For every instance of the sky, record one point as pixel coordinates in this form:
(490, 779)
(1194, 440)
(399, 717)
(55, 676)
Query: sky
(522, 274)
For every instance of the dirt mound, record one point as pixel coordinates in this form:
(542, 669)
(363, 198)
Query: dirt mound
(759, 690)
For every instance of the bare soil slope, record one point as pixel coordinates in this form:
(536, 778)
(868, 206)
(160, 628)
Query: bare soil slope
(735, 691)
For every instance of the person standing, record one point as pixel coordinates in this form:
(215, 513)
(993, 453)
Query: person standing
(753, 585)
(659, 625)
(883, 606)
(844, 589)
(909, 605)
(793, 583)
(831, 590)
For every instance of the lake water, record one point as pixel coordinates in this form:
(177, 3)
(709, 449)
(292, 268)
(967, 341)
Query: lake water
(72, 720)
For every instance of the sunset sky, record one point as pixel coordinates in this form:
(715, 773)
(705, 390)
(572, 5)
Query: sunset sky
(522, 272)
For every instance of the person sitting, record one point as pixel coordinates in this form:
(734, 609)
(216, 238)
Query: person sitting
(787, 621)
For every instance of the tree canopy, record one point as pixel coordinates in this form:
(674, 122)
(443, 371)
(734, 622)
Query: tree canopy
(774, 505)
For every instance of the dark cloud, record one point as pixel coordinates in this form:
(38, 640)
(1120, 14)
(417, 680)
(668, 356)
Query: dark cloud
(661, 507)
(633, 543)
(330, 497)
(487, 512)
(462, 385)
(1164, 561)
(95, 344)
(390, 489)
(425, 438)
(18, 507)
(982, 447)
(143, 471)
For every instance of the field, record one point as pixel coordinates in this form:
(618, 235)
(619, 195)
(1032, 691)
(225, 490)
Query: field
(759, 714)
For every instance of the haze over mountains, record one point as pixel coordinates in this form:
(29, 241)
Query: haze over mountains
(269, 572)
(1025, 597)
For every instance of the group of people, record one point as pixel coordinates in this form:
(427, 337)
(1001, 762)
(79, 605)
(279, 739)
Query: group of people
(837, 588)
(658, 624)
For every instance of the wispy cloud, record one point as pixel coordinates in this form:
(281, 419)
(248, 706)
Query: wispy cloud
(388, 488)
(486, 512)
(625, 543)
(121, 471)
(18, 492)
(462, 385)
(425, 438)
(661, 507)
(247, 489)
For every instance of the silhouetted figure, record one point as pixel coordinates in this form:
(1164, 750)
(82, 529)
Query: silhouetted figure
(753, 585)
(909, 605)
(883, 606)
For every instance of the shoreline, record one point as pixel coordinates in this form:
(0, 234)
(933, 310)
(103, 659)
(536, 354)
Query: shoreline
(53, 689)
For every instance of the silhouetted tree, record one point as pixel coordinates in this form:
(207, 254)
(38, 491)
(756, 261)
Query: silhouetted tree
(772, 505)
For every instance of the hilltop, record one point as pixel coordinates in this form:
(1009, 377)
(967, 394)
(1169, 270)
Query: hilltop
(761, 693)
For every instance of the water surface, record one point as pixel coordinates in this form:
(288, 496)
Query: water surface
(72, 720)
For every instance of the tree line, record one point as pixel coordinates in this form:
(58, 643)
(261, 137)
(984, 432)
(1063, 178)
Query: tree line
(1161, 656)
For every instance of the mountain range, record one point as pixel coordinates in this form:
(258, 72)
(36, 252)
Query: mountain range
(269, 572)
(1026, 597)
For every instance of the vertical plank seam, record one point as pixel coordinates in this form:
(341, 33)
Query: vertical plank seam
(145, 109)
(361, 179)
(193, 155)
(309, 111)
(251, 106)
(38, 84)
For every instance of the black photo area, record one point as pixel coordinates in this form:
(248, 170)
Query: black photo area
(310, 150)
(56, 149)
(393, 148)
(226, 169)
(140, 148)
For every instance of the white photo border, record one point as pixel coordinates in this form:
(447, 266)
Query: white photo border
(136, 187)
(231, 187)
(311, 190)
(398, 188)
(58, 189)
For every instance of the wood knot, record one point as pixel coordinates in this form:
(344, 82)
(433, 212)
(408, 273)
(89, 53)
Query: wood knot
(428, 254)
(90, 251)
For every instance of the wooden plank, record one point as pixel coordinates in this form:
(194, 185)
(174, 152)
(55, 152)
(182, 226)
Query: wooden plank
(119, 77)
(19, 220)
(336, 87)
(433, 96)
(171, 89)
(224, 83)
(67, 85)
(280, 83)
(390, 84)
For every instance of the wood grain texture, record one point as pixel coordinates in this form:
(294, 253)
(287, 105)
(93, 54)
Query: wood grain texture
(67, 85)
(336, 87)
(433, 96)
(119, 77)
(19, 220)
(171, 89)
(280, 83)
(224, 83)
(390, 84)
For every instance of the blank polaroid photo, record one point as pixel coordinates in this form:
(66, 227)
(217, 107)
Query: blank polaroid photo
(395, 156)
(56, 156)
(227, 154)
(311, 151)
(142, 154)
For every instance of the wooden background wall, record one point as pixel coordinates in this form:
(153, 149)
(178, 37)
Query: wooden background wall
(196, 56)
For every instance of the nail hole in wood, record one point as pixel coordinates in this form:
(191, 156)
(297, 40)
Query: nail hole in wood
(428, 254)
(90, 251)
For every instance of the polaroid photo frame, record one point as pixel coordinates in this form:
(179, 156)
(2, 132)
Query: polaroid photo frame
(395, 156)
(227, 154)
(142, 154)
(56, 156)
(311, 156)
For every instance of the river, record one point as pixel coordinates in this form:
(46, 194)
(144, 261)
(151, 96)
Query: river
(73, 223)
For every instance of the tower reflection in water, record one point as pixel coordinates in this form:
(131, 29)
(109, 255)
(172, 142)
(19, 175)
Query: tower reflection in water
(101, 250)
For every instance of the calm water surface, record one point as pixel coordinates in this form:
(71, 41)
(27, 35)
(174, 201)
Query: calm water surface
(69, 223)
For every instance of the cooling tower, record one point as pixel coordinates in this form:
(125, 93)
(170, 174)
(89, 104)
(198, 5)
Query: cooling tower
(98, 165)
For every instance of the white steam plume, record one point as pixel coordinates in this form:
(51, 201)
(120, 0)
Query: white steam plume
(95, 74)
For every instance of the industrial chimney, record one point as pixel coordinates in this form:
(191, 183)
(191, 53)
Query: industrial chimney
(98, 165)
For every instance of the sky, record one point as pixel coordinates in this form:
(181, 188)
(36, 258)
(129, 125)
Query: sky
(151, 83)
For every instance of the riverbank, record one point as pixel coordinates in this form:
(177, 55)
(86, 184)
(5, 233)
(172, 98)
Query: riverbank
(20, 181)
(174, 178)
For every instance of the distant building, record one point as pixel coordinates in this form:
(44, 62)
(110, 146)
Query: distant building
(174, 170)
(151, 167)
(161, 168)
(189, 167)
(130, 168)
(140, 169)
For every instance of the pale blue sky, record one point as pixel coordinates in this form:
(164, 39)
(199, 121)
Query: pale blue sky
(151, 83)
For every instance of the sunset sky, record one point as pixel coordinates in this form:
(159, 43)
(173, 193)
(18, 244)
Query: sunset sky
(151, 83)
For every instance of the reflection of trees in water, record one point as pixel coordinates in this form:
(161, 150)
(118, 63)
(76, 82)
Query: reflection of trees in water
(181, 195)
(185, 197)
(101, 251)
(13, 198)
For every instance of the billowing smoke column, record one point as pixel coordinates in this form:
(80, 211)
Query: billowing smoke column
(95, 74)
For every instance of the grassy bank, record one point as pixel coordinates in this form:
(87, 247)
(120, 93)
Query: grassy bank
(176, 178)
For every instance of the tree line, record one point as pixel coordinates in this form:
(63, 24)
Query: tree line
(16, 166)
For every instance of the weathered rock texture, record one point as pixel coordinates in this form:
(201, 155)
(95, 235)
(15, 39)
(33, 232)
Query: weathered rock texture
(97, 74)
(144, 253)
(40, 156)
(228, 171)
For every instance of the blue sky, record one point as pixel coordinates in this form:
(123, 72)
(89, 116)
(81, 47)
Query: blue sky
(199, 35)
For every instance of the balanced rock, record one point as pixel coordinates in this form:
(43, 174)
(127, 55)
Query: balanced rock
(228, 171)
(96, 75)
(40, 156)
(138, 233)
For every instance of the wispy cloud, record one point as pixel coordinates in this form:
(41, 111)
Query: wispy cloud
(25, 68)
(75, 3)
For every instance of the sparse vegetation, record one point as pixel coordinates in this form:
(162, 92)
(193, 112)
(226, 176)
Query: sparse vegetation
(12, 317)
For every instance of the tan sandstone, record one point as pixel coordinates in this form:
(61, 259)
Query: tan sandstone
---
# Directions:
Search the material for lines holding the word "sandstone", then say how many there are and nothing more.

# Worked solution:
2